Em entrevista a este repórter, em 2008, o deputado federal Nilson Pinto (PSDB/PA), doutor em geofísica, ex-reitor da Universidade Federal do Pará (UFPA), afirmou: “A Hidrovia do Marajó é uma obra de infraestrutura fundamental para o estado do Pará, promovendo a ligação mais eficiente entre Belém e Macapá, passando pelo centro da ilha do Marajó e economizando horas de viagem. Essa obra, que é simplíssima, enfrenta percalços por falta de conhecimento, pelo excesso de zelo gerado pelo desconhecimento de algumas autoridades. 

O Ministério Público entende que a obra criaria problemas ambientais e tem procurado impedir de todas as formas que seja realizada, e tem conseguido isso, até agora. Há excesso de zelo de um lado e desconhecimento de causa por outro lado. Tem-se apenas de construir um canal de 32 quilômetros, numa região plana, desabitada, sem, absolutamente, nenhum tipo de problema que possa surgir com a construção do canal. A obra se resume, praticamente, na construção do canal. 

“Para quem acha que isso é algo portentoso e agressivo ao meio ambiente, eu recomendo que faça uma visita, in loco, ou pela internet, ao canal Reno-Danúbio, na Alemanha, concluído há várias décadas e que liga a bacia do rio Reno à bacia do rio Danúbio. O Reno deságua no Mar do Norte. O rio Danúbio deságua no Mar Negro. Assim, os alemães ligaram o Mar do Norte ao Mar Negro. Trata-se de um canal de 171 quilômetros de extensão, com 66 eclusas, com desníveis fantásticos, tudo em plena operação, no coração da Alemanha, avançando por terras que têm toda uma história pretérita, que vem do tempo do Império Romano, passando por preciosidades arqueológicas e pelo coração de um país que tem um amor pela questão ambiental fantástico. A obra foi feita no meio da Alemanha e não gerou absolutamente nenhuma reclamação, no país que mais cuida do meio ambiente no mundo. 

“Para fazer uma obra cinco vezes menor, de impacto ambiental mil vezes menor, na ilha do Marajó, nós temos um problema terrível com o Ministério Público. Eu não acredito que seja por conhecimento de causa, o que mostraria que essa obra não causará praticamente nenhum impacto ambiental. Acredito, sim, que é desconhecimento de quem acha que vai preservar a Amazônia impedindo que as pessoas que nela moram de ter melhores condições de sobrevivência. É um enorme equívoco do Ministério Público, que não tem competência técnica para opinar e está exorbitando da sua função. Deveriam se basear nos trabalhos dos órgãos técnicos competentes nessa área e não emitir pareceres apenas para defender uma posição aparentemente de defesa da Amazônia, do meio ambiente, mas que, na verdade, é uma posição absolutamente retrógrada, que nada tem a ver com desenvolvimento sustentável.

(Trechos de um conjunto de dados)
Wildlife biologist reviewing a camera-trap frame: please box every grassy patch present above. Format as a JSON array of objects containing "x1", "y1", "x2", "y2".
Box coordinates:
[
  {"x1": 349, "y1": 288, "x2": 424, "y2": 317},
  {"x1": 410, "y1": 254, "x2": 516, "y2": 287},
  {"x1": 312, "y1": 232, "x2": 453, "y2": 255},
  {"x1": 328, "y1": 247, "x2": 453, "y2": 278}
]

▸ **Tarefa atribuída A**: Segundo o trecho exibido, qual é a extensão do canal Reno-Danúbio?
▸ **Tarefa atribuída B**: Transcreva do trecho exibido a parte que começa em "O Ministério Público entende" e segue até "na construção do canal.".

▸ **Espaço de resposta A**: 171 quilômetros.

▸ **Espaço de resposta B**:
O Ministério Público entende que a obra criaria problemas ambientais e tem procurado impedir de todas as formas que seja realizada, e tem conseguido isso, até agora. Há excesso de zelo de um lado e desconhecimento de causa por outro lado. Tem-se apenas de construir um canal de 32 quilômetros, numa região plana, desabitada, sem, absolutamente, nenhum tipo de problema que possa surgir com a construção do canal. A obra se resume, praticamente, na construção do canal.